# What is needed
Print exactly and only the lines that run from the one containing "Task: in the photo above, where can the eyeglasses" through the end of the material, please, omitting pictures.
- Opening Delimiter -
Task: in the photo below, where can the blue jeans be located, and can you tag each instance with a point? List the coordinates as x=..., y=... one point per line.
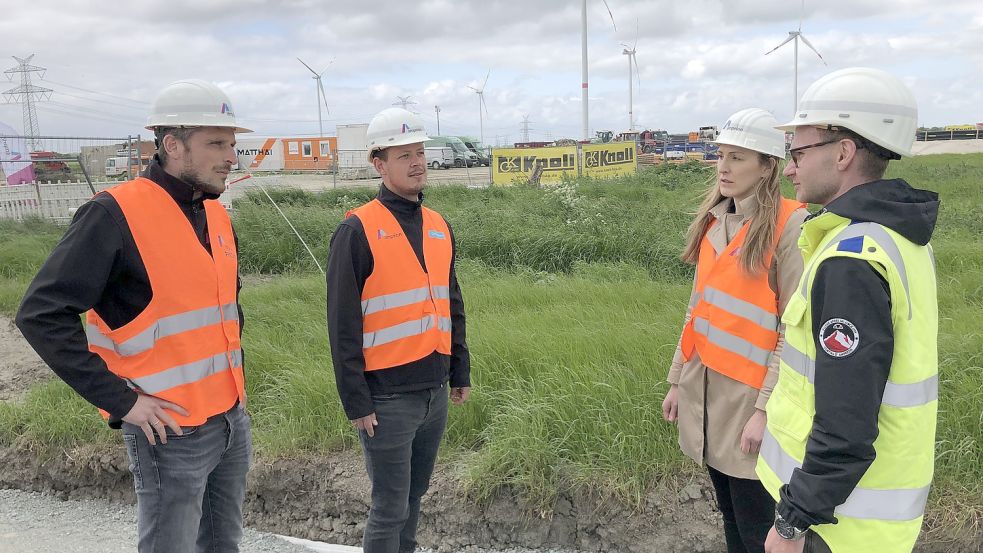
x=399, y=460
x=190, y=490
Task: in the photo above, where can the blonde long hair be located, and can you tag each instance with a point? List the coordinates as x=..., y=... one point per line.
x=760, y=239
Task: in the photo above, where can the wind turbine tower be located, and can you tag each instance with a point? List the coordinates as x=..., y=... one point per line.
x=481, y=105
x=795, y=37
x=321, y=97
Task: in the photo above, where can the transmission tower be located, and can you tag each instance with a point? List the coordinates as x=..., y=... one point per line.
x=26, y=94
x=404, y=101
x=526, y=128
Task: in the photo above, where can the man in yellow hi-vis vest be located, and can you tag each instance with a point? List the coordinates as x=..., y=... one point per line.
x=849, y=447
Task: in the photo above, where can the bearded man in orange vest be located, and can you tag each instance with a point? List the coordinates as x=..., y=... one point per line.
x=396, y=327
x=153, y=264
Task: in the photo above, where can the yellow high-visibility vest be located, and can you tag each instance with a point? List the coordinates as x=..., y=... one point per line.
x=884, y=511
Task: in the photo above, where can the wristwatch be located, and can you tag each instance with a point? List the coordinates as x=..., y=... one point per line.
x=785, y=529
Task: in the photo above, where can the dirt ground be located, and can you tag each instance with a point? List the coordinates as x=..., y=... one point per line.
x=20, y=367
x=324, y=497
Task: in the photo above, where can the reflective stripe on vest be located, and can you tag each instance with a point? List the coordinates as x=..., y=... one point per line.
x=166, y=326
x=731, y=343
x=741, y=308
x=896, y=395
x=876, y=233
x=188, y=373
x=399, y=299
x=405, y=303
x=864, y=503
x=404, y=330
x=183, y=347
x=734, y=318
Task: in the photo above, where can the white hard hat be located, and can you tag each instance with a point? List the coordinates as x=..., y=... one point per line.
x=872, y=103
x=754, y=129
x=394, y=127
x=192, y=103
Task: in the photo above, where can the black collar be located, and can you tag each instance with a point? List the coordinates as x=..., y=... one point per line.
x=397, y=203
x=182, y=192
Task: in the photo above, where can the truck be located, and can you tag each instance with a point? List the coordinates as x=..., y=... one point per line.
x=117, y=166
x=49, y=162
x=478, y=148
x=439, y=157
x=462, y=155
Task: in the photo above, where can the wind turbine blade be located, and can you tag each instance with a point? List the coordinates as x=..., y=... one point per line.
x=324, y=96
x=307, y=66
x=811, y=47
x=784, y=42
x=611, y=15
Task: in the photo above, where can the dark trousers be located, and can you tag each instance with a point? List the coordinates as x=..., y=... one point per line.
x=190, y=490
x=748, y=511
x=399, y=460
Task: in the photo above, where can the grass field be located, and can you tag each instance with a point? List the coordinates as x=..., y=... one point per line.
x=574, y=296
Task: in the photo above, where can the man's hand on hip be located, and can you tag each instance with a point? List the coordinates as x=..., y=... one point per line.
x=149, y=413
x=366, y=423
x=777, y=544
x=460, y=395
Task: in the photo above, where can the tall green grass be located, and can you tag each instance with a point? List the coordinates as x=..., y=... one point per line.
x=574, y=297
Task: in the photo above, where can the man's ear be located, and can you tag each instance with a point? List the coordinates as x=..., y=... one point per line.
x=379, y=165
x=172, y=146
x=846, y=155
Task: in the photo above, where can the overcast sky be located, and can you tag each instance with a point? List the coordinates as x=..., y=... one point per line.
x=699, y=60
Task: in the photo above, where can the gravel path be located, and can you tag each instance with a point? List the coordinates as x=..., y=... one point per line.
x=32, y=522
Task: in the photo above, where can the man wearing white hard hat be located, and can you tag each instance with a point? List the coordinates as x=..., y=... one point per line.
x=396, y=328
x=849, y=447
x=152, y=263
x=743, y=241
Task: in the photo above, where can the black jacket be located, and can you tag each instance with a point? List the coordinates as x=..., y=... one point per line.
x=849, y=389
x=349, y=265
x=97, y=266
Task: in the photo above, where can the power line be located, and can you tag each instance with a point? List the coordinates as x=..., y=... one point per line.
x=142, y=103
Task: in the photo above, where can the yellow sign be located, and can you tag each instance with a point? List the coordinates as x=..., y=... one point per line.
x=517, y=165
x=609, y=160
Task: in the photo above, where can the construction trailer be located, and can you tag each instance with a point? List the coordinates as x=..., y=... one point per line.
x=286, y=154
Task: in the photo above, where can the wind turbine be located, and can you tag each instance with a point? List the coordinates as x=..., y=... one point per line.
x=583, y=62
x=481, y=105
x=404, y=101
x=632, y=61
x=796, y=36
x=321, y=96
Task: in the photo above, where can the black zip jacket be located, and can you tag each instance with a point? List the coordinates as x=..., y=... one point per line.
x=849, y=389
x=96, y=265
x=349, y=265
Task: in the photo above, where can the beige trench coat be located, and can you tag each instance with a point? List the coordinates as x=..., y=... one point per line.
x=713, y=408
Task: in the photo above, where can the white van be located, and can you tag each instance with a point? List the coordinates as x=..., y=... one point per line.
x=439, y=157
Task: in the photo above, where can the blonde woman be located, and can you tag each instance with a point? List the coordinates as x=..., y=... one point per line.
x=743, y=242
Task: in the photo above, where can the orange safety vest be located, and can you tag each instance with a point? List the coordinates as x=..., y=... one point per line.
x=184, y=346
x=734, y=324
x=406, y=313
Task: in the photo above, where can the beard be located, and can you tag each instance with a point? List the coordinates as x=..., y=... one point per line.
x=194, y=180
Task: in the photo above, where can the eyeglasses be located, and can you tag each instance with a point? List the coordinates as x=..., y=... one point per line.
x=796, y=153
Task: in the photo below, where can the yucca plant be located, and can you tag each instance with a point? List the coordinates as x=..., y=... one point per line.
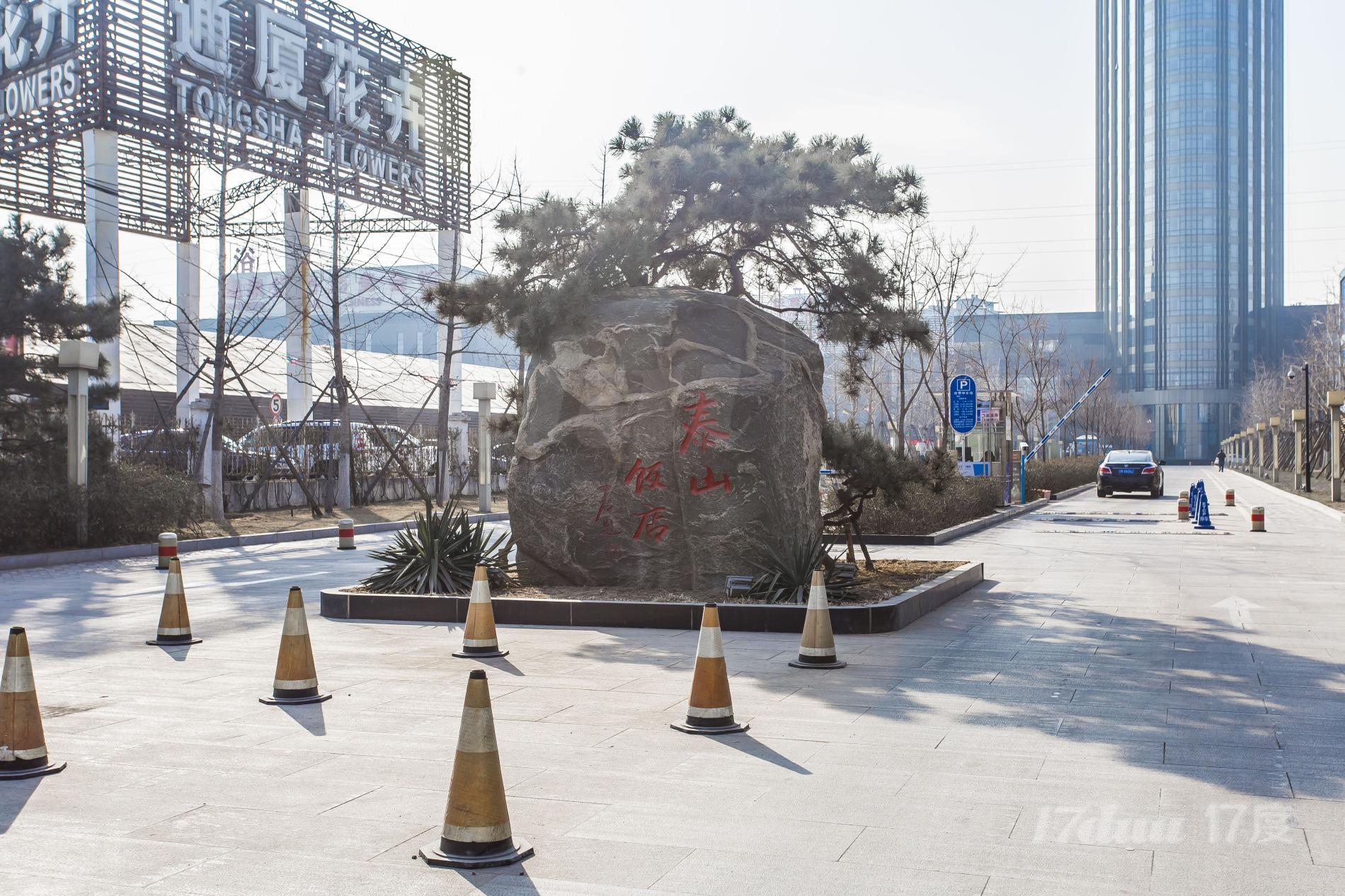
x=786, y=576
x=439, y=556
- Closing Delimiter -
# Solution below
Task: in the photo above, where can the eyeglasses be located, and can you tag each instance with a point? List the coordinates as x=..., y=... one point per line.
x=796, y=153
Task: in the photo below, where can the yucca plant be located, and can you tag each instance with a point? List the coordinates as x=..., y=... one point per line.
x=786, y=576
x=439, y=556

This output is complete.